* _Supplied text_
****

I directed most of the time, not because I thought I was brilliant or anything, but at that economic bracket the options are slim. We rehearsed for four weeks, in the evenings. Then on Sunday, at midnight, the set designer went to the theatre (another show, some rental, performed at eight—but they had to be out by midnight). We built the set overnight, painted it in the morning, rehearsed once, Monday night, to set lights and opened on Tuesday. Usually we'd have eighteen or twenty people in the audience on opening night. We worked so hard! We were so young! I was so thin!

I worked that way for five or six years, putting on plays with no money for very small audiences comprised mostly of my friends. (We even did a performance of a play called
Wanking 'Tards
on the Fourth of July for an audience of one!—the stage manager's mother. I didn't attend.) I wrote a lot of plays and some of them were just awful. Others, however, weren't too bad.
Fat Men in Skirts
was the third play I put on in that space and I have to admit, I am as proud of that production as anything I've ever done. The cast, particularly Chuck Coggins and Stephanie Correa, was wonderful.

****

* _Supplied data_
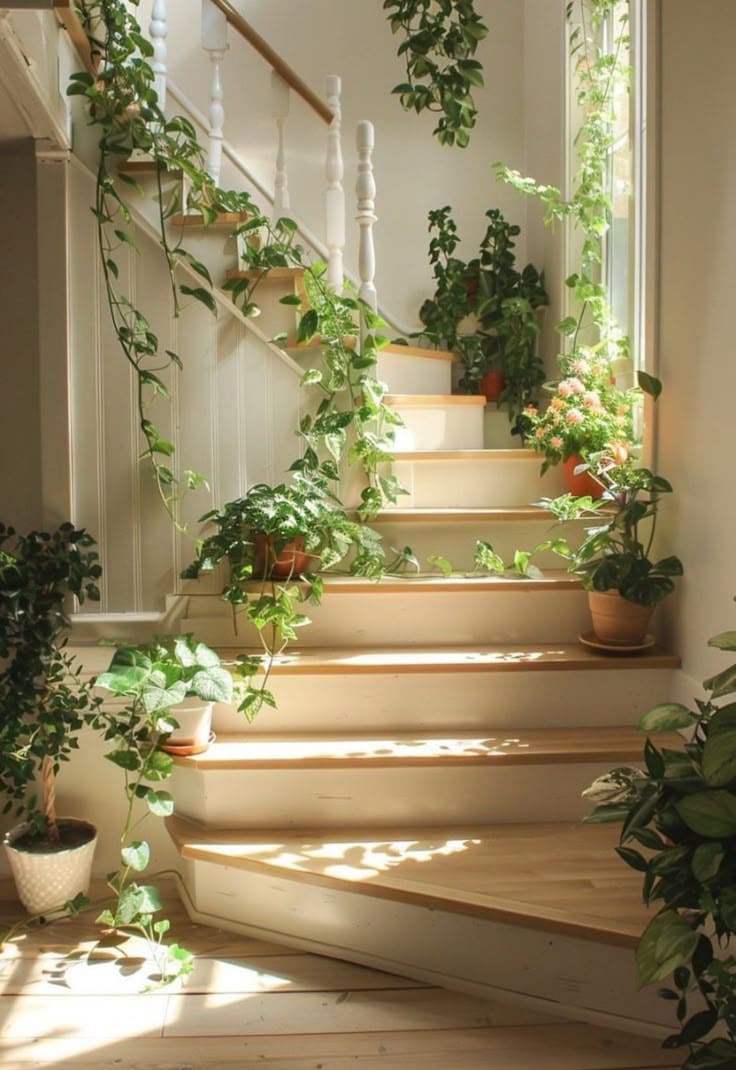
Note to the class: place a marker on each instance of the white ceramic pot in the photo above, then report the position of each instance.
(195, 727)
(45, 881)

****

* _Assigned task 1_
In the passage about putting on low-budget plays, rewrite the portion between "I worked that" and "weren't too bad.", inclusive, substituting "seven or eight years" for "five or six years".
* _Assigned task 2_
Carry on the recollection of putting on low-budget plays, starting after its final sentence.

* _Task result 1_
I worked that way for seven or eight years, putting on plays with no money for very small audiences comprised mostly of my friends. (We even did a performance of a play called
Wanking 'Tards
on the Fourth of July for an audience of one!—the stage manager's mother. I didn't attend.) I wrote a lot of plays and some of them were just awful. Others, however, weren't too bad.

* _Task result 2_
There was virtually no set, but what there was, was simple and clean. The text calls for a beach. Well, we couldn't afford sand—how sad is that? I think the budget for the set was about three hundred dollars. I wanted something natural, from the earth. And yet it had to be cold and sterile in Act III, which is set in a mental hospital. My solution was marble. Well, if we couldn't afford sand, obviously we couldn't afford marble. But we could afford a feather and some paint. I remember quite clearly sitting with my feather in the middle of the night, marbleizing
the entire set! By hand! It took hours, I had terrible cramps in my hands and literally couldn't stand up straight for weeks. But it's astonishing to look back and realize that this play, which cost about four hundred dollars to produce, got no reviews, was seen by just a handful of people and dealt with such charming topics as incest, rape and cannibalism, went on to have quite a life. It was produced two years later at the Woolly Mammoth Theatre in Washington D.C. and was a big success. Since then it's been done all over this country and in several others. The last production I worked on was at Naked Angels, directed by Joe Mantello. Marisa Tomei played Pam/Popo and was swell. She'd just won the Oscar so the audience was jammed with celebrities every night. If it sounds like I'm bragging, I don't mean to, honestly. But as I said, plays are like children and look how far this, this runty, odd, disturbing, child went.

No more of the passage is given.